GIVEN PROBLEM 1
According to the project description, why does the project link mitigation and adaptation?
GIVEN PROBLEM 2
Copy the rows starting with the line containing "[segment] orange brick fragment" and ending with the line containing "[[[28,122],[29,125],[33,126],[34,125],[34,122],[30,121]]]".

Colombia's Caribbean Insular Areas and Human Health (INAP)

GEF Agency: World Bank
GEF: US$6.17 million
Cofinancing: US$9.5 million

Colombia is highly vulnerable to the affects of climate change over a wide range of sectors and geographical regions. Melting Andean glaciers will limit water availability for fragile mountain ecosystems, agricultural and domestic purposes, and hydroelectricity. Sea-level rise will cause

inundation of coastal regions and salt water intrusion, which in turn will lead to the relocation of coastal communities and destruction of coastal ecosystems.

Project Overview:
This project aims to address all of the mentioned vulnerabilities through an integrated approach of capacity building and local pilot adaptation interventions focusing on high mountain ecosystems, insular areas, and  health concerns related to the expansion of areas for vectors linked to malaria and dengue. The project also links mitigation and adaptation, as Colombia is strongly reliant on hydropower, and timely adaptive measures in water management could prevent or limit the need for replacement power supply from fossil fuels.

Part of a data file
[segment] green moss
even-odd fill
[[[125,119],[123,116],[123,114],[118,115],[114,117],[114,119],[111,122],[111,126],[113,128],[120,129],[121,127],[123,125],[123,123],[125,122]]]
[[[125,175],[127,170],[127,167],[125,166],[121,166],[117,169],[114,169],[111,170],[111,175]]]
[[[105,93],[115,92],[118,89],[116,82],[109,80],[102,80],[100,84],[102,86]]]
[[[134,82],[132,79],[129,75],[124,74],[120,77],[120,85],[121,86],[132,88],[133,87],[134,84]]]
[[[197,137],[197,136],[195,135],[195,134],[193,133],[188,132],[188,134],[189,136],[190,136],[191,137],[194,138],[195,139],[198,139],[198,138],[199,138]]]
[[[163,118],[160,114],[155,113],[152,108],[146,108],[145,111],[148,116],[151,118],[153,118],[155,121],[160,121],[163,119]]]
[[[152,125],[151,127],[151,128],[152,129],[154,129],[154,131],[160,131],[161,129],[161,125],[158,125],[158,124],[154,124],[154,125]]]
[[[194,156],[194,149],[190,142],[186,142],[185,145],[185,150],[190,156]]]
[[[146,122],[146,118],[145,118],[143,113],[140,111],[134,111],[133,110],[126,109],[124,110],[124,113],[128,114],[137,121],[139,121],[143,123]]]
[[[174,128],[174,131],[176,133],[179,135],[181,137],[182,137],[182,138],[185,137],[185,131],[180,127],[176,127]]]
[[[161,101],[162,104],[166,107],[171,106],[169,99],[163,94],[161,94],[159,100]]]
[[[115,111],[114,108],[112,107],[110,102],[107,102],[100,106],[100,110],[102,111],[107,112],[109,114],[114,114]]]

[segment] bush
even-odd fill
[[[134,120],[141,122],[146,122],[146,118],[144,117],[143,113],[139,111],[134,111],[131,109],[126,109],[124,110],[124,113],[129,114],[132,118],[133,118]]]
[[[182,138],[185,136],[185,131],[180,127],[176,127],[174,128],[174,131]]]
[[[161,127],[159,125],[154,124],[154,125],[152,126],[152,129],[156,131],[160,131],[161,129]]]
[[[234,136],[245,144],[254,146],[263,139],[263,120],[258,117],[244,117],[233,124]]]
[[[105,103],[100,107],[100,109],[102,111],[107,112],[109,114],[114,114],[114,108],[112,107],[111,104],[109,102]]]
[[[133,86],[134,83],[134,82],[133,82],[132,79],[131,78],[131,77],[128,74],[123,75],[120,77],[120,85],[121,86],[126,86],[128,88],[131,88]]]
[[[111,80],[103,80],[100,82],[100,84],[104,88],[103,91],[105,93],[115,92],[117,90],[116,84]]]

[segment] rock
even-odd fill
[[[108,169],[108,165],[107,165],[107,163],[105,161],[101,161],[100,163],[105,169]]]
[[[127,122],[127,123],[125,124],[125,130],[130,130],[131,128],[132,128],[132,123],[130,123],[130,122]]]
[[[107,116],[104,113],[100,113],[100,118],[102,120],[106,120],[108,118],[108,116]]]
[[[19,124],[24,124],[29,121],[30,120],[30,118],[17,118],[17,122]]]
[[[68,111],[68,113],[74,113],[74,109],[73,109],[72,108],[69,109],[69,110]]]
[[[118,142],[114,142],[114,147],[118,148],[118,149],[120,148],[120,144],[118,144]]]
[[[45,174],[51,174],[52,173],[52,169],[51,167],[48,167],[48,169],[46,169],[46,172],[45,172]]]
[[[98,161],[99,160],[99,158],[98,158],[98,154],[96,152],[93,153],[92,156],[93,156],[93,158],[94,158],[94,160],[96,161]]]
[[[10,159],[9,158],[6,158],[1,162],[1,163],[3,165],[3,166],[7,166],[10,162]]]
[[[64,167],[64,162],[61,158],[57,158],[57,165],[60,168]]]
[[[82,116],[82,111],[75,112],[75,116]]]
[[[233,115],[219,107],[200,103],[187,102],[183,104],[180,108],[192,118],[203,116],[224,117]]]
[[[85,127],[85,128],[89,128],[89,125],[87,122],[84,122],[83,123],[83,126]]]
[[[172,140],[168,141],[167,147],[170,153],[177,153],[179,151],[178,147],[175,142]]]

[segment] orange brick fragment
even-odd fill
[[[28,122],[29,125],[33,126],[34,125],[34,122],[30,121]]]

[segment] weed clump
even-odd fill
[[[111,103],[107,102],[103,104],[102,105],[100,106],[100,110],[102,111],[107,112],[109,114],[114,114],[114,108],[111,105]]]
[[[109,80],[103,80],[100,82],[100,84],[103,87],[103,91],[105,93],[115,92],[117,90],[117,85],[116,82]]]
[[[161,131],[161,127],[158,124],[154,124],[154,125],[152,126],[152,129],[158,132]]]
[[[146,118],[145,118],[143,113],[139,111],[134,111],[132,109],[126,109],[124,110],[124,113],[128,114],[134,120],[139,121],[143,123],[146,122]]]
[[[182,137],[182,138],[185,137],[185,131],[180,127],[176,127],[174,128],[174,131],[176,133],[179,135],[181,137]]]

EXPECTED ANSWER 1
Colombia relies heavily on hydropower, so timely adaptive measures in water management could prevent or limit the need to replace that power with supply from fossil fuels.

EXPECTED ANSWER 2
[segment] orange brick fragment
even-odd fill
[[[28,122],[29,125],[33,126],[34,125],[34,122],[30,121]]]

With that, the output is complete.